-- WHAT YOU ARE ASKED TO DO --
Transcribe the items verbatim, starting at the line containing "Question. Locate the cake" and continuing through the final line of the items, both inclusive.

***** TASK INPUT

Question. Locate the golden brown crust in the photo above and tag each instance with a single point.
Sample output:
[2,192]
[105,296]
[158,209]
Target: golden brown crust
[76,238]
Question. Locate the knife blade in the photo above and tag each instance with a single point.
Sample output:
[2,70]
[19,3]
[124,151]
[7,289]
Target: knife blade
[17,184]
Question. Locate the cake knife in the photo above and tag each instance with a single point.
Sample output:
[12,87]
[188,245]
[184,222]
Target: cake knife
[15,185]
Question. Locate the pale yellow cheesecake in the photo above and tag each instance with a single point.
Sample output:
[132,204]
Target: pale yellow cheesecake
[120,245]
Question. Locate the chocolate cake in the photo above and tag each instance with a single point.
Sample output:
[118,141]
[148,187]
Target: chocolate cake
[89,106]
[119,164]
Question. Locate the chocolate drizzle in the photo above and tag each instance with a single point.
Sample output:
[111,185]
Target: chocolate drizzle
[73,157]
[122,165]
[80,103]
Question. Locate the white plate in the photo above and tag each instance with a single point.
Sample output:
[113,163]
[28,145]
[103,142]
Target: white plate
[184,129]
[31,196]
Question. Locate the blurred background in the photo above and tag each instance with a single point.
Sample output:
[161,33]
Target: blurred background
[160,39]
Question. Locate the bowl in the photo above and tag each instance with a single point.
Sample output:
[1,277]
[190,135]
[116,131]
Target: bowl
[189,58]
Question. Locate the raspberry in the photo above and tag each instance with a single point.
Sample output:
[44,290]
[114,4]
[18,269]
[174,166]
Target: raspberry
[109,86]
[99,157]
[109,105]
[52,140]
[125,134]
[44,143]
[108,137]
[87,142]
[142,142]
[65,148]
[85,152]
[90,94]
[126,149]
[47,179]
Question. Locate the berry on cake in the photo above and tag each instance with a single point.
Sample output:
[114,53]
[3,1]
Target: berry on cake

**********

-- TASK OUTPUT --
Question. Locate the cake knife in the photo above and tag each instance with a single point.
Sample output:
[12,87]
[188,245]
[184,222]
Target: cake knife
[15,185]
Question. Locate the pale yellow cheesecake in the photo above and tag each instance with a single point.
Sample output:
[132,204]
Target: pale yellow cheesecake
[120,245]
Question. Locate the chocolate cake in the photo above and tag each instance with a single point.
Sample output:
[118,141]
[148,187]
Target: chocolate cake
[89,106]
[119,164]
Question. Locate the chocolate drizzle in the photo above and tag each instance with a single point.
Sample output:
[111,185]
Target: chocolate drizzle
[73,157]
[122,165]
[80,103]
Question. Locate the white plate in the photo above and tag each instance with a single point.
Sample output:
[113,163]
[28,145]
[103,142]
Target: white plate
[184,129]
[31,196]
Question. Locate the blurred background in the photo above and tag each instance with a single point.
Sample output:
[161,33]
Target: blurred background
[160,39]
Question. Locate the bowl in the photo above and tag each instance with a single point.
Sample output:
[1,277]
[190,135]
[116,131]
Target: bowl
[189,58]
Question. Locate the raspberry in the photo above and tag each instance with a single point.
Sample output:
[44,290]
[114,4]
[18,269]
[174,166]
Target: raspberry
[109,86]
[99,157]
[109,105]
[52,140]
[125,134]
[44,143]
[108,137]
[87,142]
[142,142]
[65,148]
[85,152]
[90,94]
[126,149]
[47,179]
Question. Locate the berry on cake in the photo above and tag each instance with a single point.
Sample output:
[114,53]
[3,1]
Target: berry on cake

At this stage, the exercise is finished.